* **WHAT THE TASK ASKS**
Keep the wording of each record exactly the same when you repeat it, and leave out pictures.

* **INPUT ROWS**
********

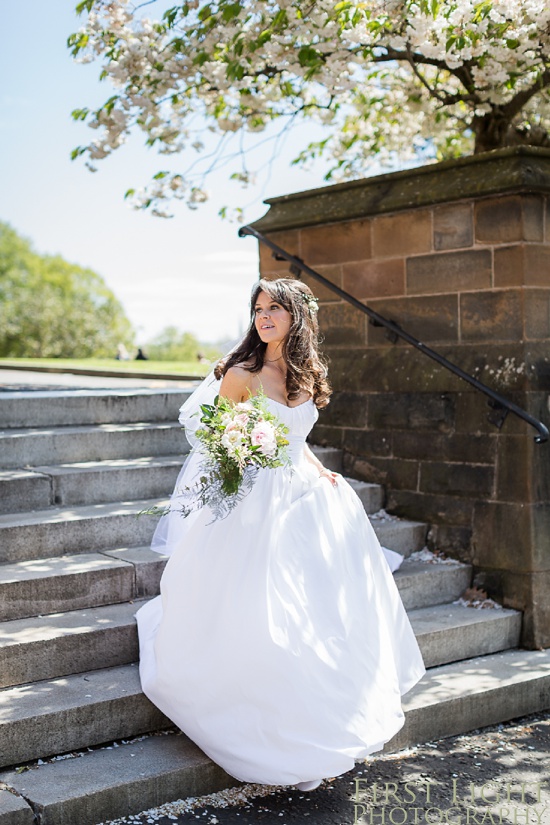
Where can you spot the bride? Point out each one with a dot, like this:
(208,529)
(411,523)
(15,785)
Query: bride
(279,643)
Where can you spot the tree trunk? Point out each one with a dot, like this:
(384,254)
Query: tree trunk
(496,131)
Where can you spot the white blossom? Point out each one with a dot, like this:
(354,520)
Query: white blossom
(387,79)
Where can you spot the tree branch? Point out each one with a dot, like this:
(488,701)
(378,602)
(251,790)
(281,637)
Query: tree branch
(511,109)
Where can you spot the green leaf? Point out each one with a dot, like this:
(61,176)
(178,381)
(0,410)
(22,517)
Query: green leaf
(205,13)
(231,11)
(308,56)
(80,114)
(170,15)
(84,5)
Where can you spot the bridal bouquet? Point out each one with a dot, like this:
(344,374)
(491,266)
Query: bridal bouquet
(236,441)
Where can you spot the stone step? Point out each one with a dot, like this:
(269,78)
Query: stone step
(423,583)
(49,409)
(60,715)
(49,607)
(398,534)
(23,448)
(451,632)
(61,644)
(58,584)
(67,530)
(462,696)
(88,482)
(445,632)
(81,529)
(54,585)
(117,781)
(104,784)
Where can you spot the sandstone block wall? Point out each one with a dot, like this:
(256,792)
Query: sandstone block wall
(470,276)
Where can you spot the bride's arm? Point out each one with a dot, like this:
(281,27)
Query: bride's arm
(235,384)
(311,457)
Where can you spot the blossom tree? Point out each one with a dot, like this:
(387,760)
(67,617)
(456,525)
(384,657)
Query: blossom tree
(387,78)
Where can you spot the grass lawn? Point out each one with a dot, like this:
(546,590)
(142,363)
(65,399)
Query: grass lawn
(175,367)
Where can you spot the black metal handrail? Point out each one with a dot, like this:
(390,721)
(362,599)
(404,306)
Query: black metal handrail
(500,406)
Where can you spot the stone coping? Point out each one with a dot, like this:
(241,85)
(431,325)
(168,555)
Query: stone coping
(518,169)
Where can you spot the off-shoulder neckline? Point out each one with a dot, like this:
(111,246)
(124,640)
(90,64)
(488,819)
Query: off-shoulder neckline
(294,406)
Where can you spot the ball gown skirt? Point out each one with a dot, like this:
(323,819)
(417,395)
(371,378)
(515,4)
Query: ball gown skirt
(279,643)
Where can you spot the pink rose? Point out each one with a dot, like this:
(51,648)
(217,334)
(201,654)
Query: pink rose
(263,435)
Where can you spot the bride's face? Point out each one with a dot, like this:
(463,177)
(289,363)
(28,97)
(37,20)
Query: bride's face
(272,320)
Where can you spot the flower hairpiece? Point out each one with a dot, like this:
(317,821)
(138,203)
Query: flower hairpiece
(311,302)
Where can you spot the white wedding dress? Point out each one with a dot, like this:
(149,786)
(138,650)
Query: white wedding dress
(279,643)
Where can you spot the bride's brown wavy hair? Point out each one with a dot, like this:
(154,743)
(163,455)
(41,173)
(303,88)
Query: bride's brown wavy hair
(306,367)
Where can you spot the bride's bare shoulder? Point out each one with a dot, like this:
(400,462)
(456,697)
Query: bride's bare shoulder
(236,383)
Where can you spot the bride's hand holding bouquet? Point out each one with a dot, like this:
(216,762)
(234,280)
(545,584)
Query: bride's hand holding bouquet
(236,440)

********

* **RESPONSE**
Where can you spot the bride? Point out each one with a dot, like this:
(208,529)
(411,523)
(15,785)
Query: bride
(279,643)
Where can you spot the tree trunk? Point out each one with a dot, like this:
(384,254)
Query: tree trunk
(496,131)
Where can you spot the white blossom? Point out each one with a dot, like this:
(354,520)
Query: white blossom
(387,79)
Where can you spot the tree branch? Point out each one with a dot, like this:
(488,701)
(378,602)
(251,790)
(281,637)
Query: tree branch
(511,109)
Where can you spot the green leaf? Point out each one with a dot, like this:
(61,176)
(178,381)
(0,410)
(22,517)
Query: green leaf
(205,13)
(231,11)
(308,56)
(80,114)
(170,15)
(84,5)
Where can you spot the bridal bouquet? Point out each one with a dot, like this:
(344,374)
(491,266)
Query: bridal bouquet
(236,441)
Where can you spot the stone step? Point out each one with a dot, like this:
(269,78)
Query: stone step
(423,583)
(49,409)
(60,715)
(49,607)
(398,534)
(23,448)
(451,632)
(61,644)
(58,584)
(67,530)
(462,696)
(88,482)
(445,632)
(81,529)
(54,585)
(117,781)
(104,784)
Where can you spot the sandstone block wall? Point out each one with a dot, like this:
(256,792)
Query: sandstone block wall
(470,276)
Where can you spot the bride's arm? Point out each one with a dot, like this:
(281,27)
Query: bride's arm
(235,384)
(311,457)
Where can you spot the blossom tree? Point out each one with a dot, like this:
(387,760)
(67,617)
(456,525)
(384,657)
Query: blossom tree
(387,78)
Where can you spot the grass lawn? Point out each one with a dot, like this:
(546,590)
(142,363)
(65,399)
Query: grass lawn
(175,367)
Where can you spot the black metal handrail? Point out each one with a dot, like this:
(390,721)
(362,599)
(404,306)
Query: black metal handrail
(500,406)
Where can you spot the stone coping? Point out each one with a dot, like this:
(241,85)
(431,325)
(168,555)
Query: stone coping
(518,169)
Where can you spot the off-shoulder neckline? Point out each one with a dot, like this:
(111,246)
(124,640)
(90,64)
(488,819)
Query: off-shoulder neckline
(294,406)
Where can you spot the ball gown skirt? Point out each one with a dot, like this:
(323,819)
(417,395)
(371,378)
(515,4)
Query: ball gown skirt
(279,643)
Where can you spot the pink rose? Point out each one with a dot, like this:
(51,648)
(217,334)
(201,654)
Query: pink rose
(263,435)
Where can you spot the bride's face? Point out each one with a dot, like this:
(463,177)
(289,363)
(28,97)
(37,20)
Query: bride's face
(272,320)
Where can you spot the flower hairpiece? Point out each one with a dot, like this:
(317,821)
(138,203)
Query: flower hairpiece
(311,302)
Where can you spot the white wedding dress? Point out each one with a dot, like this:
(149,786)
(138,650)
Query: white wedding dress
(279,643)
Where can you spot the bride's brown wavy hair? Point out each one with a dot, like this:
(154,743)
(163,455)
(41,173)
(303,88)
Query: bride's brown wavy hair
(306,367)
Where can you spot the bride's bare shoulder? Point out each one with a dot, like this:
(400,462)
(456,697)
Query: bride's bare shoulder
(236,383)
Where can you spot the bride's hand holding bouquet? Point out each one with a dot, like this:
(216,762)
(234,280)
(545,584)
Query: bride's hand holding bouquet
(236,440)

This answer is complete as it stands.